## begin
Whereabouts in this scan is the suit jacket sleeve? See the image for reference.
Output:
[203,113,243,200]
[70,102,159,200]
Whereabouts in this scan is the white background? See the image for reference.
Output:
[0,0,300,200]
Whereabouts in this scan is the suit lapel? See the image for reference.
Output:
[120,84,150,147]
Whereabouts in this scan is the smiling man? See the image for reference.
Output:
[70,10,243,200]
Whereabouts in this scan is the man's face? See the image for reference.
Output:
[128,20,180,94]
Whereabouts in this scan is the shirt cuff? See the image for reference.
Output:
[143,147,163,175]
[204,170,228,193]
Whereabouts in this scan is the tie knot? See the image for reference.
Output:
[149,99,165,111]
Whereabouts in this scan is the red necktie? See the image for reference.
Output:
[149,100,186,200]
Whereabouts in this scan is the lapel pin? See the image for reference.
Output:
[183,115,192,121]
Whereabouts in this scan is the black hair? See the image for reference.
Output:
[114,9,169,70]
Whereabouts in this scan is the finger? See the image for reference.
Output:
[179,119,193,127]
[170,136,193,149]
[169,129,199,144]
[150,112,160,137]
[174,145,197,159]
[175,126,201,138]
## end
*EXERCISE DESCRIPTION*: Scale the listing from the line that has "Whereabouts in this scan is the tie" through the line that has "[149,100,186,200]", giving only those lines. Copy every line, requests included, but multiply each bounding-box coordinate in the answers by 2.5 and round it to a whole number, with halves going up.

*OUTPUT*:
Whereabouts in this scan is the tie knot? See the image for reference.
Output:
[373,248,413,278]
Whereabouts in this scan is the red necktie? See the image for reference.
Output:
[373,250,465,500]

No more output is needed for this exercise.